Point localization data
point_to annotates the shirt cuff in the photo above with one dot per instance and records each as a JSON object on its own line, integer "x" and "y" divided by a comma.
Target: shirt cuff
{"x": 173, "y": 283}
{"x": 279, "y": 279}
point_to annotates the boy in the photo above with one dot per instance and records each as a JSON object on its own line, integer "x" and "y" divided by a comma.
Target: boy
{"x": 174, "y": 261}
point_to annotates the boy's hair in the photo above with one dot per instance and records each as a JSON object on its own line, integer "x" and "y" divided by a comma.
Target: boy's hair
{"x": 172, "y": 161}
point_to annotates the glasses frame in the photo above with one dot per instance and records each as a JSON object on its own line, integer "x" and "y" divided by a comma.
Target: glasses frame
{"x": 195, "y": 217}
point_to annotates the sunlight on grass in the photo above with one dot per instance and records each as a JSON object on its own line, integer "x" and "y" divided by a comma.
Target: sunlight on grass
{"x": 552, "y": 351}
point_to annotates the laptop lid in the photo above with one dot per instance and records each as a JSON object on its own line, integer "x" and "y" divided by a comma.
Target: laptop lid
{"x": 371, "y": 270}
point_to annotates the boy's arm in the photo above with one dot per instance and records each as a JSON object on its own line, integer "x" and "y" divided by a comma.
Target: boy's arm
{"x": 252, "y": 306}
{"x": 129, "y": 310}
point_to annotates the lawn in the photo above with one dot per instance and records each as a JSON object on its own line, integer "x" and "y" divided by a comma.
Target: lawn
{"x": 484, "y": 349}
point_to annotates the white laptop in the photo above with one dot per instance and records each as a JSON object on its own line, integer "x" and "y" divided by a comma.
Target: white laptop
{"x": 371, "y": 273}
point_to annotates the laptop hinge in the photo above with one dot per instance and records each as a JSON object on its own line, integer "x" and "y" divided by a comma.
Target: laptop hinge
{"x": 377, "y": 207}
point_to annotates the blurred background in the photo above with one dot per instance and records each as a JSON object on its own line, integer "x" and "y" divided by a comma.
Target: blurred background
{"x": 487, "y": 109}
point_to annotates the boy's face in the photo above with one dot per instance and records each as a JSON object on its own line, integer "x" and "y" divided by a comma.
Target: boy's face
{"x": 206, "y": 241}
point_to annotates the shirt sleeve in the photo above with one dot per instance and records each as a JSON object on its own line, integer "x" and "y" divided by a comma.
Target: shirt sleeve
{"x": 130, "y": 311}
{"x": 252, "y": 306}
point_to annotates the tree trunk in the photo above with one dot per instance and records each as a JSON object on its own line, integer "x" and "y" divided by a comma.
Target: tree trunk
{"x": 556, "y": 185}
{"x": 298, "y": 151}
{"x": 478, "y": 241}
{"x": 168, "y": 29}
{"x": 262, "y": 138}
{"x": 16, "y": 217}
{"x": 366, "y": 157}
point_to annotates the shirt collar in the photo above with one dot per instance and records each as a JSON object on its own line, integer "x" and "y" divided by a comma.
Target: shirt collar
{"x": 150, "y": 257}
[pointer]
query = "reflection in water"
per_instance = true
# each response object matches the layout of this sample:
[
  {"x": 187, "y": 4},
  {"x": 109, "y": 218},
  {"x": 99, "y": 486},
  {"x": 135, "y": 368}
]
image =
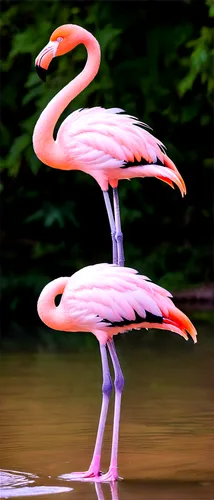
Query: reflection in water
[
  {"x": 14, "y": 484},
  {"x": 50, "y": 403},
  {"x": 113, "y": 489}
]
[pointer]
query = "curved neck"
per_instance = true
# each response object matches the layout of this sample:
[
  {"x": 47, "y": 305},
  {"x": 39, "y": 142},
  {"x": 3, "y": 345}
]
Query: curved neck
[
  {"x": 48, "y": 312},
  {"x": 45, "y": 147}
]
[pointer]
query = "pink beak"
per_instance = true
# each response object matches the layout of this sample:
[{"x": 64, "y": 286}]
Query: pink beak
[{"x": 44, "y": 59}]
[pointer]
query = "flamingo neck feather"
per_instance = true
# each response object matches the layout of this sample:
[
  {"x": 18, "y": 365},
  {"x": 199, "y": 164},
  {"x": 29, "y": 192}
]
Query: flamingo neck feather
[
  {"x": 45, "y": 147},
  {"x": 48, "y": 312}
]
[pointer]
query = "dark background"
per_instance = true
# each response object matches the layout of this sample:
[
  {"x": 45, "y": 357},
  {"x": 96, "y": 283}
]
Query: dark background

Task goal — Copy the entries word for word. Start at the first line and end with the line containing "point_to annotates the boy's hair".

Exercise output —
point_to annotates the shirt cuff in the photo above with one dot per instance and records each as a JSON object on its own line, integer "x" and "y" divided by a comma.
Target: shirt cuff
{"x": 173, "y": 283}
{"x": 279, "y": 279}
point_to annotates the boy in the photo above with one dot per instance and records each as a JSON object on its own line, integer "x" and "y" divided by a comma.
Target: boy
{"x": 174, "y": 261}
point_to annotates the boy's hair in the photo above with one dot per instance and records each as a JSON object on its own line, integer "x" and "y" divided by a comma.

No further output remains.